_Objective:_ Please copy the data from its start through the line that contains "[[[173,187],[173,171],[169,162],[153,163],[153,186],[161,188]]]", substituting "wall socket" for "electrical outlet" and keeping everything else unchanged.

Items in a dataset
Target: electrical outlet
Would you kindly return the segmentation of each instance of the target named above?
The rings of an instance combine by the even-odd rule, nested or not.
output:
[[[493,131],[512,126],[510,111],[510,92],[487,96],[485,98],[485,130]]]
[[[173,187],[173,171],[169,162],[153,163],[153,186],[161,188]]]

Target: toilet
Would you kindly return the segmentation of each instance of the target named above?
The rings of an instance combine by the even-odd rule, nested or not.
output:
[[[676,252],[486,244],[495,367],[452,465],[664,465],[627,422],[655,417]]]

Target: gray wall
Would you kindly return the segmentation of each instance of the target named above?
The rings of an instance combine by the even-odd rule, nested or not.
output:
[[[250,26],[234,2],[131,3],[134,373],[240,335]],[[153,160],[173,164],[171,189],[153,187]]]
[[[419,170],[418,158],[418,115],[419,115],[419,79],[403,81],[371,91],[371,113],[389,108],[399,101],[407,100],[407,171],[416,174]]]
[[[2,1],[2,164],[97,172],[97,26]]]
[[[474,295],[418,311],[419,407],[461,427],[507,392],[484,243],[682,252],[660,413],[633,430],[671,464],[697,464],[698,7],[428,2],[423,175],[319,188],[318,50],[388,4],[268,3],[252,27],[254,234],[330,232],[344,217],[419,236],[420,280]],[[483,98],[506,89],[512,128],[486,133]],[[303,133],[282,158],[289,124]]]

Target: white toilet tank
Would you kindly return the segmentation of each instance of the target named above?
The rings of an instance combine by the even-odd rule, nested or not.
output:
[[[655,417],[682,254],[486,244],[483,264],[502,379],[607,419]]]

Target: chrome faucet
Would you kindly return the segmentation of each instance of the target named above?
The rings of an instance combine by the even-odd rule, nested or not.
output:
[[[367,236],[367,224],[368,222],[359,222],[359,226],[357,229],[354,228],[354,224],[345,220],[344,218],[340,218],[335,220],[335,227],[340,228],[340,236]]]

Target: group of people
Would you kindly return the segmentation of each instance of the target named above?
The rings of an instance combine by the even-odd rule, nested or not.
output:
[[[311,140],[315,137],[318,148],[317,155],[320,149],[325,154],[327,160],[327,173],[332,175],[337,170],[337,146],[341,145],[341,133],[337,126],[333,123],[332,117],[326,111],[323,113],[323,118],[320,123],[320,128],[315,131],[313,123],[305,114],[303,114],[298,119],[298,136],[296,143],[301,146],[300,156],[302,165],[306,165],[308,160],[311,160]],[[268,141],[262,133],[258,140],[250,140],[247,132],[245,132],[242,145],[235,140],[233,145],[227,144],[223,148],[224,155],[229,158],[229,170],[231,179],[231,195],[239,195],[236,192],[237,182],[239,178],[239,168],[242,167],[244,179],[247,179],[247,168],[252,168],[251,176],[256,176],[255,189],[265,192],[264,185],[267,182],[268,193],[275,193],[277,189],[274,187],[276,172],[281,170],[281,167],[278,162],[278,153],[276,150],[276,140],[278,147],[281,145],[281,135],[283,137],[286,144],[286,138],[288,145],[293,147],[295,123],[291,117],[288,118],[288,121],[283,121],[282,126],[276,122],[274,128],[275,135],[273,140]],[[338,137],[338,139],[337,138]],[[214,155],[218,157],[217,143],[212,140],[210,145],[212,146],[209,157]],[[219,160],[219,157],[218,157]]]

_Final answer:_
Target: wall socket
Would you kindly return the segmentation of each instance of the target named above?
The rings of an instance combine by the even-odd rule, nested or not.
output:
[[[493,131],[512,126],[510,111],[510,92],[487,96],[485,98],[485,130]]]
[[[173,187],[173,171],[169,162],[153,163],[153,186],[161,188]]]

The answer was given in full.